## Task data
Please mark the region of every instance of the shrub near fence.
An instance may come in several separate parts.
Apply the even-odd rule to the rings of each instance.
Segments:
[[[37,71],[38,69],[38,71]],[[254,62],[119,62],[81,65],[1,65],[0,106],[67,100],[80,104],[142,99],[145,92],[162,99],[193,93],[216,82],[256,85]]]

## What to work on
Repeat every line of the entries, requests and all, but add -108 to each coordinate number in the answers.

## Answer to this exercise
Please mark the region of every instance of the shrub near fence.
An instance may come in several separate parts.
Apply the even-odd rule to the rings of each instance.
Segments:
[[[-71,-37],[-70,-39],[-70,-37]],[[146,-46],[11,-46],[-27,-43],[-107,-43],[-108,-2],[-41,-8],[-28,-4],[34,-9],[37,-16],[54,-9],[85,-15],[108,-26],[148,-23]]]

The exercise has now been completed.